→ What you should do
Using the records below, repeat exactly the lines from the one holding "query | roof rail" through the one holding "Put a point on the quarter", both ends included, and no others.

→ Provided entries
----------

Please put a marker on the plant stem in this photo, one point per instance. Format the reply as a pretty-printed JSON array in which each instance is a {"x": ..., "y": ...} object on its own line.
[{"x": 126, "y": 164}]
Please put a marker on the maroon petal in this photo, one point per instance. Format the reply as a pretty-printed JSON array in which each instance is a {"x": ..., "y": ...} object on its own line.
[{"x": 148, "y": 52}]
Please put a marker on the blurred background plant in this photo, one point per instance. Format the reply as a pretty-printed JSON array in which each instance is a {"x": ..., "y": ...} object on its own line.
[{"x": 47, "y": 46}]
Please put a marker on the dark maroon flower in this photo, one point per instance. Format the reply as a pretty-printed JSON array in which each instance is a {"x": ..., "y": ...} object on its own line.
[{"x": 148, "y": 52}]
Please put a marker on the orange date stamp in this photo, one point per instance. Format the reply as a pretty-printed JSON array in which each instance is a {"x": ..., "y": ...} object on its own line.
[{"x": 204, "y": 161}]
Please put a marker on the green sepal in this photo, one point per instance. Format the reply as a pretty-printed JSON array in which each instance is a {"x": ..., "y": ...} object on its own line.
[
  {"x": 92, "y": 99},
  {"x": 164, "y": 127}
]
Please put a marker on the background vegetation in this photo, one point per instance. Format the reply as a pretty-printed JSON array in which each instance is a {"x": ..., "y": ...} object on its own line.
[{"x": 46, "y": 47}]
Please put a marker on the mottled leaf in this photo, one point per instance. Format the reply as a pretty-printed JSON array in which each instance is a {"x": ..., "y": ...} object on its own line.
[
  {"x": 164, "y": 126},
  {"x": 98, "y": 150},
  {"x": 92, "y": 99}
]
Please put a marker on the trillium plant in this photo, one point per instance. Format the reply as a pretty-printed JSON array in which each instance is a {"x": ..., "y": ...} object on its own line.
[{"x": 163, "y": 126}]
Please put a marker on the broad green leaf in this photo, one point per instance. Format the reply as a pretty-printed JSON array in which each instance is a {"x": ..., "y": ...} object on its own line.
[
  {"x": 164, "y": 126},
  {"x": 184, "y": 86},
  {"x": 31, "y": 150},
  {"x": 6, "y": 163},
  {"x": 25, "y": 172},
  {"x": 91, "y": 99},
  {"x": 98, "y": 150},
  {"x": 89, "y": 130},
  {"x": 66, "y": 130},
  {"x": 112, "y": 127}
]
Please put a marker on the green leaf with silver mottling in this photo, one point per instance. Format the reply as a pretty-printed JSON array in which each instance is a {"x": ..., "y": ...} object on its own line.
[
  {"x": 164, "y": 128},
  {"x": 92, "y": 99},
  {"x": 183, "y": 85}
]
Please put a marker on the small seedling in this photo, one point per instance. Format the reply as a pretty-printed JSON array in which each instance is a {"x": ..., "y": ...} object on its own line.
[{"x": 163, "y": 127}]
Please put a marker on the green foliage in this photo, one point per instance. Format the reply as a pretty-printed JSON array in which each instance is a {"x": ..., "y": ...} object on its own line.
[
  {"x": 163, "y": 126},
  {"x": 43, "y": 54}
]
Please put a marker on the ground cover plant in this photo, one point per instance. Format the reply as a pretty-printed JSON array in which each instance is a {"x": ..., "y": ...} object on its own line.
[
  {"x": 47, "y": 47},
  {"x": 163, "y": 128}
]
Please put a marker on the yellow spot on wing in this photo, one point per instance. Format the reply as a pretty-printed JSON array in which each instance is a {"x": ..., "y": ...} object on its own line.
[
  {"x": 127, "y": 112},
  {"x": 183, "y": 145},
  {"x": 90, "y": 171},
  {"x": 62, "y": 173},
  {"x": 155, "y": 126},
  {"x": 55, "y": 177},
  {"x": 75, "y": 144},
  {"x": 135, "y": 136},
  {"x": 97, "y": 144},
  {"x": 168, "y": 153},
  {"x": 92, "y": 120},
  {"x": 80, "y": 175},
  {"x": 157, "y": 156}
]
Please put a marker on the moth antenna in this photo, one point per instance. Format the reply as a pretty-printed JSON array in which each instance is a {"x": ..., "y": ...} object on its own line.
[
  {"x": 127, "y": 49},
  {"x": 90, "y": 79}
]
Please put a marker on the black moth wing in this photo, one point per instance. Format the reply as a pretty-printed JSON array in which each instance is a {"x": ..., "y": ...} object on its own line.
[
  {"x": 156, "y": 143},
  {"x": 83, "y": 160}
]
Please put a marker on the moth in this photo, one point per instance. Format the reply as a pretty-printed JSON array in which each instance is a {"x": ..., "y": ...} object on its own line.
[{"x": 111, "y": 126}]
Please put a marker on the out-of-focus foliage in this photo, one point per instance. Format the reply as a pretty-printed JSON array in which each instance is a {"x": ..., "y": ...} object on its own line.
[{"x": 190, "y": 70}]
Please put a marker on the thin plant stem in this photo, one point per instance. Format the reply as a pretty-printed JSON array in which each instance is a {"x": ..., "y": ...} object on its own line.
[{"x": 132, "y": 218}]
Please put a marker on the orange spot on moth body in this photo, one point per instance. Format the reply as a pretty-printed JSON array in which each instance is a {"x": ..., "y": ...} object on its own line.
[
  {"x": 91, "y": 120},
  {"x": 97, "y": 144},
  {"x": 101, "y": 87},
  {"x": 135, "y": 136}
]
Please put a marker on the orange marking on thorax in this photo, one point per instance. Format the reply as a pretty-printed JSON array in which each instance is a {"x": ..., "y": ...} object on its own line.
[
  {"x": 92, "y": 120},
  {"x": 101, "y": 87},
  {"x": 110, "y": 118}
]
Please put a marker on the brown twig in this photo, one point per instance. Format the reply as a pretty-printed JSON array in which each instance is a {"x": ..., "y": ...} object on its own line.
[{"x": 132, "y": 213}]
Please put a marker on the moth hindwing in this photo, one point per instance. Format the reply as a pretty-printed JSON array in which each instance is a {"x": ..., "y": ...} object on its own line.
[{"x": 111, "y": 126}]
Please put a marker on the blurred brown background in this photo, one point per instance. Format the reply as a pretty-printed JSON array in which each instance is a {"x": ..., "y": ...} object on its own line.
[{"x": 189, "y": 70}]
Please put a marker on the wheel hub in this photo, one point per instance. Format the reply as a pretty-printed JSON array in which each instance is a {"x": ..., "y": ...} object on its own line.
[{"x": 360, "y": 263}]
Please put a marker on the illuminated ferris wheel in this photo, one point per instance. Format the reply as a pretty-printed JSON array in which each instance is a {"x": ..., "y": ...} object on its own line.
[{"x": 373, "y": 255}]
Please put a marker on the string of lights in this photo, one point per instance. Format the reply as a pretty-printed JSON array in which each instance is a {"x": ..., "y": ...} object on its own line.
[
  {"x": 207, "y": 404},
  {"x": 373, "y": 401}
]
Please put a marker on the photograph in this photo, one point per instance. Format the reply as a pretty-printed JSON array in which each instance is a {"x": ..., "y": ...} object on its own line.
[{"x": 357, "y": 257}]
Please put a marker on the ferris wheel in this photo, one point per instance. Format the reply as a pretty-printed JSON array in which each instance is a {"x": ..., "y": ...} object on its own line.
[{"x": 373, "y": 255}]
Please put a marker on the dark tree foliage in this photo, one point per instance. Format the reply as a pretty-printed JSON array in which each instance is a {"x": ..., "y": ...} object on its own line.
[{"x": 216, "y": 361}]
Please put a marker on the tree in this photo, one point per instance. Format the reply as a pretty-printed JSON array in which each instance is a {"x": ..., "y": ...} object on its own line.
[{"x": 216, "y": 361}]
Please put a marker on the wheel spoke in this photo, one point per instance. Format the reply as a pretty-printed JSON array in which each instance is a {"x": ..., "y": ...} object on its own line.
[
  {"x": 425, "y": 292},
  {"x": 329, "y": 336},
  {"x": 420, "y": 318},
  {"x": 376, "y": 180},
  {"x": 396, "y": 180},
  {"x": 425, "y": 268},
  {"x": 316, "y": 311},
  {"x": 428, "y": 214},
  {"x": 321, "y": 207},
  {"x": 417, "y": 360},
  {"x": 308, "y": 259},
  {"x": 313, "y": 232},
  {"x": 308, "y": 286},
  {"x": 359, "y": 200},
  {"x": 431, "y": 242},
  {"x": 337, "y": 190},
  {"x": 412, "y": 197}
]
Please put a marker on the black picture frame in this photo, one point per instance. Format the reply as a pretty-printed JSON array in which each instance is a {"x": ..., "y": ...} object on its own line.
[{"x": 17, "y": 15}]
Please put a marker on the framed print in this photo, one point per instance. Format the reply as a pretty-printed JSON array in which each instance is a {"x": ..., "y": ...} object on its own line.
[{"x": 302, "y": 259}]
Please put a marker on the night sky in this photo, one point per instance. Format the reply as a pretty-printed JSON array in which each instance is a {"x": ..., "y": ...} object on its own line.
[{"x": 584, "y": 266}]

----------

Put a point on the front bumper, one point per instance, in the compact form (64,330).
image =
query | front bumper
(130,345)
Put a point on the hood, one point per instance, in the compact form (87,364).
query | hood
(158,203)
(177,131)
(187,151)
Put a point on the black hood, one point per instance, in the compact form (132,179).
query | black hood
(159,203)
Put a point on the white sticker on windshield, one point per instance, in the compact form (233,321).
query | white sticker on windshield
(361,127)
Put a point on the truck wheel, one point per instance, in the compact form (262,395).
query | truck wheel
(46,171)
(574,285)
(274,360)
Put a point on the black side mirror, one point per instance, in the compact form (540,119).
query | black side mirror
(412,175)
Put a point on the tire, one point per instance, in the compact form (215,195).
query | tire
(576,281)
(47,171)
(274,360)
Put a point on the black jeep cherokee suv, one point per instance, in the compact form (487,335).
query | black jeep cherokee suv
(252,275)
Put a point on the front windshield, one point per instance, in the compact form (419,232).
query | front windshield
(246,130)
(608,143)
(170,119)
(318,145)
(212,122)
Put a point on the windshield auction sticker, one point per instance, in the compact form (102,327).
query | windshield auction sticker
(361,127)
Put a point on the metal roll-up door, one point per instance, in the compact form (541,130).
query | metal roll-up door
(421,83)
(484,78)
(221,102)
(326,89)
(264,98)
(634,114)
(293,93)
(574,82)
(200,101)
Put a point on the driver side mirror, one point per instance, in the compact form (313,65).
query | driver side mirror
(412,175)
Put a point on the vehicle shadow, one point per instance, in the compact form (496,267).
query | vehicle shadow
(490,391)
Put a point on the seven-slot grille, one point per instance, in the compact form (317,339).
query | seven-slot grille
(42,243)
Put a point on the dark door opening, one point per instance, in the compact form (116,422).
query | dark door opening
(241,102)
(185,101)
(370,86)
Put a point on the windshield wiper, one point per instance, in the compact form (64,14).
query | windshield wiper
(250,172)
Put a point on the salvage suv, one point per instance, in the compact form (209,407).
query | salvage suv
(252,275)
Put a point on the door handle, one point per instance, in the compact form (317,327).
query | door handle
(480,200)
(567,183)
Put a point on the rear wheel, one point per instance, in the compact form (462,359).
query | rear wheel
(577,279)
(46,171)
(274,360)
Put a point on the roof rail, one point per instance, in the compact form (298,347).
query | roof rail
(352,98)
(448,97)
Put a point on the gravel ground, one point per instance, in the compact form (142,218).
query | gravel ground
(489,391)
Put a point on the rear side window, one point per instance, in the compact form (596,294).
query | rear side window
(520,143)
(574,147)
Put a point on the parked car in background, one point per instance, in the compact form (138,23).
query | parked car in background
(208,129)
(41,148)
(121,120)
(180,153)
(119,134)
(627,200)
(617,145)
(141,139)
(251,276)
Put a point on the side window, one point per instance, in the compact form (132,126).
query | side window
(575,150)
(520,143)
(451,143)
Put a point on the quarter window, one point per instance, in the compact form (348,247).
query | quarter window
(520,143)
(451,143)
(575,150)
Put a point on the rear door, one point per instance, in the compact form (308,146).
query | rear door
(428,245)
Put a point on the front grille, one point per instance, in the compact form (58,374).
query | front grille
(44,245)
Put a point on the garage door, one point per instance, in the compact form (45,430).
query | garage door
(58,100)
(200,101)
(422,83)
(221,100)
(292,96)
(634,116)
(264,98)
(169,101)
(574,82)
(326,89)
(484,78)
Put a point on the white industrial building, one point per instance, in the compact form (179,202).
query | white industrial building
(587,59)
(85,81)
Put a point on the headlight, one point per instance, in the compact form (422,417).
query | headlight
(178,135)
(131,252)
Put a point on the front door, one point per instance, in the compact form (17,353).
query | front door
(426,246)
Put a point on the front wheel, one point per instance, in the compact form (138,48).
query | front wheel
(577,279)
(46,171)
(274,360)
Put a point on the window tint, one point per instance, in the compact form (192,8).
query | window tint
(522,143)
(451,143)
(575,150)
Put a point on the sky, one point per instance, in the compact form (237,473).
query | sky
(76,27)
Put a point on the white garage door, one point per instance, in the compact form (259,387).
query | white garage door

----------

→ Solution for this problem
query | roof rail
(352,98)
(448,97)
Put a point on the gravel ground, one point per instance, in the compact form (142,218).
query | gravel ground
(489,391)
Put a point on the rear side window, one point per instance, in the compact form (596,294).
query | rear side window
(520,143)
(574,147)
Put a point on the parked car in background, one point per instance, in the compact form (138,23).
query | parked car in background
(208,129)
(41,148)
(121,120)
(180,153)
(119,134)
(627,200)
(617,145)
(141,139)
(251,276)
Put a point on the side window, one point per instance, in the compact form (132,126).
query | side window
(575,150)
(520,143)
(451,143)
Put a point on the quarter window, one point per instance, in the compact form (348,247).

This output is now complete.